IN AROUND 1957 I finally made the top class at Grateley school.

Miss Brock was so pleased to see me. Miss Brock is best described as formidable but fair. But let it be known that nobody left her school innumerate or illiterate. She immediately made it clear that we were working toward the 11-plus exam which would determine which of us would go to Andover Grammar school and which to the separate boys and girls’ schools on the London Road.

During private meetings between the two of us in her office — no coffee, no chair — she explained that I had to ‘knuckle down’, that the answer was not to be found staring out of the window, that life is not one long joke, etc.

But after a couple of months she started to say that I should not worry about the 11-plus, that neither Andover school was good enough for me. But I was so naive I didn’t even know what a Gulag was.

I looked it up in the library, my only visit, to find that it was a place for dissidents, trouble makers, alcoholics and those with diverse carnal preferences. I knew immediately that it was a party I needed to be at.

──────────

-- TASK SET --
[1] Copy the passage about Grateley school word for word, starting at "But after a" and ending at "a Gulag was.".
[2] Go on with the memoir passage about Grateley school, picking up after its final sentence.

──────────

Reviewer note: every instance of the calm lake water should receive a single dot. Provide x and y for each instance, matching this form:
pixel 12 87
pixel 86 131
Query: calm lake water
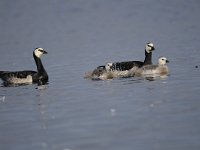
pixel 73 113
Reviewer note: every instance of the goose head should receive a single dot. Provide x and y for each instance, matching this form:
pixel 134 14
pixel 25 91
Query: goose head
pixel 149 47
pixel 162 61
pixel 38 52
pixel 109 66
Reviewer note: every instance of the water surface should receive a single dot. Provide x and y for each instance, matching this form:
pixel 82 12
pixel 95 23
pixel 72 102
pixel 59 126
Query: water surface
pixel 73 113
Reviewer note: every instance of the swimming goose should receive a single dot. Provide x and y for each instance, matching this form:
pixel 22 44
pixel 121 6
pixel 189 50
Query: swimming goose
pixel 100 72
pixel 127 65
pixel 159 69
pixel 27 76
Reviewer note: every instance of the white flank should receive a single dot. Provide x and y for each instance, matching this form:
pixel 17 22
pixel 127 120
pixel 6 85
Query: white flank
pixel 15 80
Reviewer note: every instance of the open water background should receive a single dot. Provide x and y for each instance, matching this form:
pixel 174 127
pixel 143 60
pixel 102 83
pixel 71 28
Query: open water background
pixel 73 113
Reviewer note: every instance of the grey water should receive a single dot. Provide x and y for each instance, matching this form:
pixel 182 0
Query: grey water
pixel 73 113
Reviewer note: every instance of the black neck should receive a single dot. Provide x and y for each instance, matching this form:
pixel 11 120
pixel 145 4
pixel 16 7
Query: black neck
pixel 147 60
pixel 40 68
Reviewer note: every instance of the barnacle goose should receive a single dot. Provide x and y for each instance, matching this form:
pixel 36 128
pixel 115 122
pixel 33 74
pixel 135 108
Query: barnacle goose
pixel 159 69
pixel 27 76
pixel 127 65
pixel 101 72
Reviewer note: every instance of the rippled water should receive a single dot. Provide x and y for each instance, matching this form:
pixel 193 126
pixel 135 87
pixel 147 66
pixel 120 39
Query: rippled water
pixel 73 113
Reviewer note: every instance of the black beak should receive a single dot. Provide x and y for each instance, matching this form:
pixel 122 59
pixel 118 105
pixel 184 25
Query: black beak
pixel 152 48
pixel 44 52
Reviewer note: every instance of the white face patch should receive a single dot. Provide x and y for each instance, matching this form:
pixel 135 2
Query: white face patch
pixel 38 52
pixel 162 61
pixel 149 47
pixel 108 66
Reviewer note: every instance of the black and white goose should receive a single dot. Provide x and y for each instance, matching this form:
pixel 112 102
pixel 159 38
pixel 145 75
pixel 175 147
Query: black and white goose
pixel 28 76
pixel 100 72
pixel 127 65
pixel 154 70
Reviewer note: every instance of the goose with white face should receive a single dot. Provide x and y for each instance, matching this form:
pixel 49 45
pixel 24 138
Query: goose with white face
pixel 149 47
pixel 109 66
pixel 38 52
pixel 162 61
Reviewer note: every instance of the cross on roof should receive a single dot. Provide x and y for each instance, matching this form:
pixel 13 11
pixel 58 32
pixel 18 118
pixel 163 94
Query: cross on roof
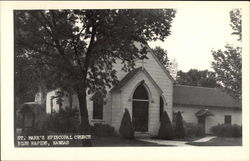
pixel 142 62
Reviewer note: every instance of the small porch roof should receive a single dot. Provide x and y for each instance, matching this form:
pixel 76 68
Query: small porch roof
pixel 203 112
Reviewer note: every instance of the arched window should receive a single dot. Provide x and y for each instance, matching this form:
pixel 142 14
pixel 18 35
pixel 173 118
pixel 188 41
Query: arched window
pixel 140 109
pixel 161 107
pixel 98 102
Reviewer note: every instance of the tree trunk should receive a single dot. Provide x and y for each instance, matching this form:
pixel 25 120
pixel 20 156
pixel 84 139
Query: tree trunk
pixel 85 126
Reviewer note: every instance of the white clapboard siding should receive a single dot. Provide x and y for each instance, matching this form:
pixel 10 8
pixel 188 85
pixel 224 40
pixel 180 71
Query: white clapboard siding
pixel 188 114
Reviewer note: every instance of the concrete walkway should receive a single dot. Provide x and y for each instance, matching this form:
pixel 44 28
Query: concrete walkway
pixel 175 143
pixel 205 139
pixel 165 142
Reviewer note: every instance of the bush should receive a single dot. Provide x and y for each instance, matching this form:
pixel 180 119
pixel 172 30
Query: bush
pixel 227 130
pixel 193 130
pixel 179 129
pixel 126 129
pixel 65 121
pixel 102 130
pixel 166 129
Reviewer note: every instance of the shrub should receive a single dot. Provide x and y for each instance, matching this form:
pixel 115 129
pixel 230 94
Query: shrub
pixel 126 129
pixel 227 130
pixel 166 129
pixel 65 121
pixel 179 129
pixel 102 130
pixel 193 130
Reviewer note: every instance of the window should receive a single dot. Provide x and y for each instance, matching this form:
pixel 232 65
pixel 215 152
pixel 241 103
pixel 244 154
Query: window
pixel 97 110
pixel 98 105
pixel 161 107
pixel 140 93
pixel 228 119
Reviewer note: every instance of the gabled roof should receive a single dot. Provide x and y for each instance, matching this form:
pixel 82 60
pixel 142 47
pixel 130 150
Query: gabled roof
pixel 130 75
pixel 202 96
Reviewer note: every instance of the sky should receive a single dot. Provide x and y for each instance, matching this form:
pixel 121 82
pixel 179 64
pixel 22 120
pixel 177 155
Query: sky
pixel 194 33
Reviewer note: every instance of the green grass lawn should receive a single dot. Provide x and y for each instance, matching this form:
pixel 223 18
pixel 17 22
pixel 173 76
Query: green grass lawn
pixel 220 141
pixel 119 142
pixel 114 141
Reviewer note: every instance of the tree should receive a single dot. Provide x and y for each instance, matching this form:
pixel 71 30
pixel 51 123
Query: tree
pixel 126 128
pixel 166 129
pixel 76 49
pixel 194 77
pixel 162 56
pixel 235 17
pixel 228 63
pixel 179 129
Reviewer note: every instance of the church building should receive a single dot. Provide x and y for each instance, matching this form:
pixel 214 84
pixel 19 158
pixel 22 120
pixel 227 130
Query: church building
pixel 146 92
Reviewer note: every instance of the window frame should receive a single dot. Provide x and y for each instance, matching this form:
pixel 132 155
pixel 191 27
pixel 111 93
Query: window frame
pixel 228 119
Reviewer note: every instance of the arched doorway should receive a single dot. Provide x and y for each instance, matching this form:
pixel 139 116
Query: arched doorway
pixel 140 109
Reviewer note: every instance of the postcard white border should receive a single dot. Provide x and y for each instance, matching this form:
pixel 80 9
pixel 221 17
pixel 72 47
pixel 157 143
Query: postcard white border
pixel 8 151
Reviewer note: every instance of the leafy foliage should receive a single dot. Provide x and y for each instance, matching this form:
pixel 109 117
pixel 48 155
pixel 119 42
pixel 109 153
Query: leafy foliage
pixel 227 66
pixel 76 49
pixel 194 77
pixel 103 130
pixel 126 128
pixel 179 129
pixel 66 121
pixel 236 22
pixel 193 130
pixel 162 56
pixel 228 63
pixel 166 130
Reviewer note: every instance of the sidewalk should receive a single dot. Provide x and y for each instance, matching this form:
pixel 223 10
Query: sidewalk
pixel 205 139
pixel 175 143
pixel 165 142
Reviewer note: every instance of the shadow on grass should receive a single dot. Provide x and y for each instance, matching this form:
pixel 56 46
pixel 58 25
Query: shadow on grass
pixel 219 141
pixel 120 142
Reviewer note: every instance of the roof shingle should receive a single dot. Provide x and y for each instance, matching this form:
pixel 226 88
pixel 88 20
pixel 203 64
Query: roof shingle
pixel 202 96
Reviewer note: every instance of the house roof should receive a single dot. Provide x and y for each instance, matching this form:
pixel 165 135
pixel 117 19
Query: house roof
pixel 204 112
pixel 130 75
pixel 202 96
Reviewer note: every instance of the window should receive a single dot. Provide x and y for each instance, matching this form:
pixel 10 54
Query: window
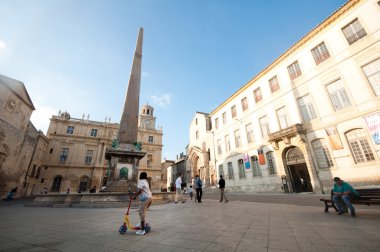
pixel 33 171
pixel 264 127
pixel 70 130
pixel 320 53
pixel 221 170
pixel 237 138
pixel 63 155
pixel 233 111
pixel 338 95
pixel 244 103
pixel 359 146
pixel 249 130
pixel 224 118
pixel 271 163
pixel 38 172
pixel 149 160
pixel 255 166
pixel 322 154
pixel 241 168
pixel 56 184
pixel 94 132
pixel 227 142
pixel 151 138
pixel 257 95
pixel 307 108
pixel 353 31
pixel 88 158
pixel 282 117
pixel 294 70
pixel 372 71
pixel 219 145
pixel 273 84
pixel 230 170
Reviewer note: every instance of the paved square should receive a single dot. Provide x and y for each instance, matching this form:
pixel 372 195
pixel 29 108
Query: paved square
pixel 210 226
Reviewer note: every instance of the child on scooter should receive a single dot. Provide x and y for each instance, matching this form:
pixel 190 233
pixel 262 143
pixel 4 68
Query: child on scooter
pixel 145 199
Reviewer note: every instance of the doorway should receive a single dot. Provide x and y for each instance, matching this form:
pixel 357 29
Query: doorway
pixel 297 170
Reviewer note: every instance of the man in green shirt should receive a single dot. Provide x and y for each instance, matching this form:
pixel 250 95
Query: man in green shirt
pixel 342 191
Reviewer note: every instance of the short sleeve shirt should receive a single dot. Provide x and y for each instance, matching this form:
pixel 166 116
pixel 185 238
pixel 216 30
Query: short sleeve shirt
pixel 144 186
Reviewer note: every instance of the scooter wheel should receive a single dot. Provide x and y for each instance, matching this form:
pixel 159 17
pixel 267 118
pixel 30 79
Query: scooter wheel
pixel 147 227
pixel 122 229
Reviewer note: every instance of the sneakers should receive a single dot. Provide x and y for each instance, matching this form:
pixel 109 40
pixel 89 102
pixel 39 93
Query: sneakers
pixel 141 232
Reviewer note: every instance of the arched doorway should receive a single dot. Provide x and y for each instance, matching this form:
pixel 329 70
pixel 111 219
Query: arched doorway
pixel 297 170
pixel 56 186
pixel 84 184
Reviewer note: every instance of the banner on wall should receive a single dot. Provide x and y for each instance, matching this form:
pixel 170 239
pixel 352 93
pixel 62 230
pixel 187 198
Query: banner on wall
pixel 247 164
pixel 373 123
pixel 260 153
pixel 334 139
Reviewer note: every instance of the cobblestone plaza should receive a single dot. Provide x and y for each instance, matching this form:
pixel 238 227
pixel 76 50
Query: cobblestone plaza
pixel 211 226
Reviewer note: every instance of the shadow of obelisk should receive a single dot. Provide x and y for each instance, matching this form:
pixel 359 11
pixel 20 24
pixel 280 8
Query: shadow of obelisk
pixel 124 155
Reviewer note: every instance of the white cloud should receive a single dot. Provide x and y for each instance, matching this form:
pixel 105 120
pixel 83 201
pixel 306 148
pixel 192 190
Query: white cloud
pixel 40 118
pixel 162 101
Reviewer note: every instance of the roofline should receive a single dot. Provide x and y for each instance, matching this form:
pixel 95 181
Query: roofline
pixel 335 15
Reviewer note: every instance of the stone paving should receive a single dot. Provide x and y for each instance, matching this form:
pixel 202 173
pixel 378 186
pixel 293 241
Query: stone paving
pixel 210 226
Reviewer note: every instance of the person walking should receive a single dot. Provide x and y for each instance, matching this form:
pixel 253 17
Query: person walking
pixel 222 185
pixel 343 191
pixel 178 188
pixel 198 188
pixel 145 200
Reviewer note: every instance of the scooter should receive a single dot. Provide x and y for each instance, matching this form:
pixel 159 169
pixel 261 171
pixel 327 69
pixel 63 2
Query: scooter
pixel 127 225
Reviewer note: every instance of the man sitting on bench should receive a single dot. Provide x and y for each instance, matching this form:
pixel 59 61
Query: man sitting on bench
pixel 342 192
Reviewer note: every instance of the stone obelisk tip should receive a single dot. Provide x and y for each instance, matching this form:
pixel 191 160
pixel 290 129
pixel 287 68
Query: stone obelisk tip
pixel 129 120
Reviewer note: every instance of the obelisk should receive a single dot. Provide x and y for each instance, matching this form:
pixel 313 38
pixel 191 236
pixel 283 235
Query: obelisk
pixel 126 152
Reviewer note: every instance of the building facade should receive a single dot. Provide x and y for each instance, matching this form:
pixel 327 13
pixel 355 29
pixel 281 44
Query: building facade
pixel 75 156
pixel 311 115
pixel 151 139
pixel 21 144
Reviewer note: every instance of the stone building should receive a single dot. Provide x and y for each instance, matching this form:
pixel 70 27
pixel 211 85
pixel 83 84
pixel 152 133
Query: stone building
pixel 309 116
pixel 75 157
pixel 21 145
pixel 151 139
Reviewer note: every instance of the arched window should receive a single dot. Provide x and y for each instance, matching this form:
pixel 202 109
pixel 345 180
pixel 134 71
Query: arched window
pixel 322 154
pixel 241 168
pixel 256 171
pixel 360 149
pixel 84 184
pixel 230 171
pixel 221 170
pixel 271 163
pixel 56 186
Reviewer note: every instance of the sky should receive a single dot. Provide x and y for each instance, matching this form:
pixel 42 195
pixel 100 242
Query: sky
pixel 76 55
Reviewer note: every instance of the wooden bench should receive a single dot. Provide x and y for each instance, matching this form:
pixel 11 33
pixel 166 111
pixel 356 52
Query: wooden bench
pixel 367 197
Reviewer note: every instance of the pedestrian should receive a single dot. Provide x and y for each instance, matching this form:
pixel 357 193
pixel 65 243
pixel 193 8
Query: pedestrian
pixel 198 188
pixel 191 192
pixel 145 200
pixel 343 191
pixel 222 185
pixel 178 188
pixel 93 190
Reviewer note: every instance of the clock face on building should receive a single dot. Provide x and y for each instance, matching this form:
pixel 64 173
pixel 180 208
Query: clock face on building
pixel 147 123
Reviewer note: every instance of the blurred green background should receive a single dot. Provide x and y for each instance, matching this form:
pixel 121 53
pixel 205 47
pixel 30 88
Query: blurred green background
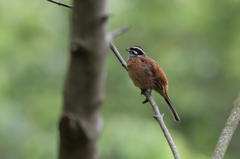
pixel 197 43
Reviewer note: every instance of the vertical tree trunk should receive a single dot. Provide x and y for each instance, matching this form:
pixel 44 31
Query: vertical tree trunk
pixel 80 123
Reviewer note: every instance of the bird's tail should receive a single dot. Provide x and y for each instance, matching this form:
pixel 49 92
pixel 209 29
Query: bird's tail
pixel 173 111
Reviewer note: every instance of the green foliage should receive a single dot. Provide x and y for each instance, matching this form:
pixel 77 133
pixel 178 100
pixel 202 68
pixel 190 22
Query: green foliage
pixel 195 42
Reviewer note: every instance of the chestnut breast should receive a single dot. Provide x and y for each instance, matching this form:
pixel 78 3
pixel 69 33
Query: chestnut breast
pixel 147 74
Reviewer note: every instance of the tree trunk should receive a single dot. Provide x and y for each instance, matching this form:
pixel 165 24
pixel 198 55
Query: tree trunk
pixel 80 123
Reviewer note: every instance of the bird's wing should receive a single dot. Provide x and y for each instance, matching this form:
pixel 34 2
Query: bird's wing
pixel 153 68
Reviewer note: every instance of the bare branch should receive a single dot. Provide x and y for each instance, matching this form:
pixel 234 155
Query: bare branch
pixel 157 116
pixel 60 3
pixel 228 130
pixel 115 51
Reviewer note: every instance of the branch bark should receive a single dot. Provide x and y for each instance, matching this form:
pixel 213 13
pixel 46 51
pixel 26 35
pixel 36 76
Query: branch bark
pixel 228 131
pixel 158 116
pixel 80 123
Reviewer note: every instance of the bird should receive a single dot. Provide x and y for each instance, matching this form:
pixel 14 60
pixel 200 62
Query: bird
pixel 148 75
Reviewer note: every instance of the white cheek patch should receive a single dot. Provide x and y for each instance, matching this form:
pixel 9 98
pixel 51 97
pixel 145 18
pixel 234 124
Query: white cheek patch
pixel 138 49
pixel 134 52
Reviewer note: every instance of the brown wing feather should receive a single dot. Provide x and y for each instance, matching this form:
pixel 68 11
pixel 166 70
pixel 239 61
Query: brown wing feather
pixel 159 77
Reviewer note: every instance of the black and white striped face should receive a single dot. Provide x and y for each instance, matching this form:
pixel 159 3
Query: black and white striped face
pixel 136 51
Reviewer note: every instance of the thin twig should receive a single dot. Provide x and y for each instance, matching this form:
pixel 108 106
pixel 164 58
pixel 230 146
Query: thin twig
pixel 228 130
pixel 119 31
pixel 60 3
pixel 158 116
pixel 115 51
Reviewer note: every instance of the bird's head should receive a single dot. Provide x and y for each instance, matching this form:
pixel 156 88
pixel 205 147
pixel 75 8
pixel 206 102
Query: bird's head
pixel 136 51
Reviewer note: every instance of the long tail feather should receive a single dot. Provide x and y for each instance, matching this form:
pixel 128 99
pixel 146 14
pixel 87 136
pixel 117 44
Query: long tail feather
pixel 173 111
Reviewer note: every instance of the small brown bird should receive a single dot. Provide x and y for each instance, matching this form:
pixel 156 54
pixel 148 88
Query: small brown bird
pixel 147 74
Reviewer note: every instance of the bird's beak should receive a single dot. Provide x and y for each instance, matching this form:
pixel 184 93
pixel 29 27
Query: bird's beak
pixel 128 49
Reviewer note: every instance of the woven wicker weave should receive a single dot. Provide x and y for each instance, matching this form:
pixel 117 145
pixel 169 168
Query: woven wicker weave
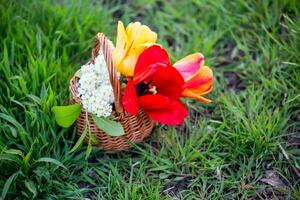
pixel 136 127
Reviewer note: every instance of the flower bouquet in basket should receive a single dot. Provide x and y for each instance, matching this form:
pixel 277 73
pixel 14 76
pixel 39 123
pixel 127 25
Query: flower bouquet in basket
pixel 119 95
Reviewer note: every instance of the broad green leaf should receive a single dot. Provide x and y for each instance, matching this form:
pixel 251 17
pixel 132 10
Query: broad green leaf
pixel 7 185
pixel 66 115
pixel 79 141
pixel 51 160
pixel 14 152
pixel 110 127
pixel 31 187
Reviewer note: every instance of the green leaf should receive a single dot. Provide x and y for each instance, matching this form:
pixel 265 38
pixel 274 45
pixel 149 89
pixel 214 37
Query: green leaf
pixel 65 116
pixel 51 160
pixel 79 141
pixel 31 187
pixel 110 127
pixel 89 148
pixel 7 185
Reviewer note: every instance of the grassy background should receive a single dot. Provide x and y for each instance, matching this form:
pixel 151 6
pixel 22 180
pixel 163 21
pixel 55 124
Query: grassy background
pixel 243 146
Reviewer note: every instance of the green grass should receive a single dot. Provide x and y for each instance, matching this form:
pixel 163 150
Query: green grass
pixel 223 150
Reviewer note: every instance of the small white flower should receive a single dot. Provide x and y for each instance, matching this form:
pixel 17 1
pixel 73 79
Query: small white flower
pixel 94 87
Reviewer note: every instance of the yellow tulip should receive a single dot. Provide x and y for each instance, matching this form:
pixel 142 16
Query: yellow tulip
pixel 131 42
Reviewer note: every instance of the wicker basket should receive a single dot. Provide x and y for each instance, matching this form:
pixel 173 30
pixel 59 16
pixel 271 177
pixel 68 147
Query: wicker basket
pixel 136 127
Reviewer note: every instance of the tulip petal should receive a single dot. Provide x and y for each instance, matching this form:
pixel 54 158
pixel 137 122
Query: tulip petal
pixel 189 65
pixel 163 109
pixel 200 84
pixel 130 99
pixel 152 55
pixel 130 44
pixel 201 81
pixel 119 52
pixel 137 36
pixel 187 93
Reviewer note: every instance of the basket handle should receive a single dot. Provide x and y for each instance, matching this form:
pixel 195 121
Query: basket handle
pixel 102 42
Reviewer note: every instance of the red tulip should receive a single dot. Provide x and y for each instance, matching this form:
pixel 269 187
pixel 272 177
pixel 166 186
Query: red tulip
pixel 156 87
pixel 198 78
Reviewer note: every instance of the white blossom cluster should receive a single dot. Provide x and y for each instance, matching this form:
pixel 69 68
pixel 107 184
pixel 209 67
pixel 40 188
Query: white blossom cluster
pixel 94 87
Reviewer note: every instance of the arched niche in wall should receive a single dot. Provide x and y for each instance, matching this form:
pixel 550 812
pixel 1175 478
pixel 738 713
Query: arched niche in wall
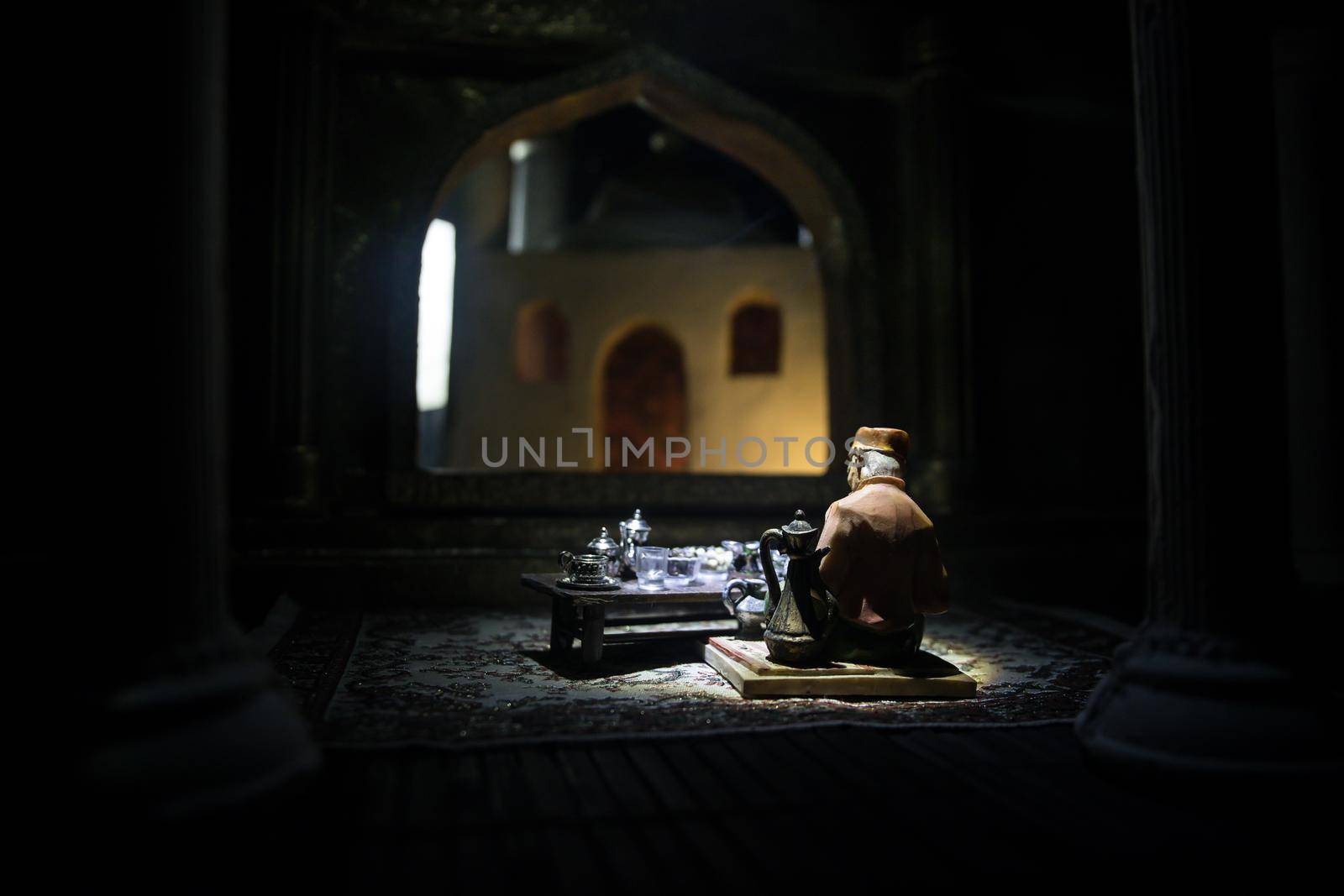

──────────

-- OUTPUTS --
[1]
But after a couple of months she started to say that I should not worry about the 11-plus, that neither Andover school was good enough for me. But I was so naive I didn’t even know what a Gulag was.

[2]
But ... and there is always a but, someone split on me.

They contacted the authorities in Siberia and told them that I had swum in the (unheated) swimming baths at the top of London Street in Andover — in the winter.

Now winters were much colder then and a sign was displayed saying how much antifreeze had been added to the water. Anything above 50 per cent meant the water was desperately cold and when you dived in you couldn’t breathe for 20 minutes. This we knew could damage the brain and my brain didn’t have much start on the cold water. The other worrying thing was that your important parts could shrink to the size of a normal person.

Many will remember when the circus was in the Walled Meadow and the polar bear and seals refused to swim in the cold pool. They held a protest march up and down the High Street.

And so the Gulag refused me, too tough they said.

It was back to the 11-plus.

Now how do you test the development of an 11-year-old boy?

Some tests perhaps like: skin and gut a rabbit in under two minutes, using only your own penknife — right, we’re off and running — well not the rabbit obviously; climb to the very top of the highest tree in the village and make a noise like an owl to echo across the valley; ride no hands on your pushbike while whistling the theme from The Lone Ranger; siphon petrol from a lorry swallowing no more than two mouthfuls; repair a puncture on your pushbike using your mum’s best (only) serving spoons as tyre leavers — and live to tell the tale; on bonfire night, throw with absolute accuracy and precision bangers and jumping jacks to land at the feet of the girls.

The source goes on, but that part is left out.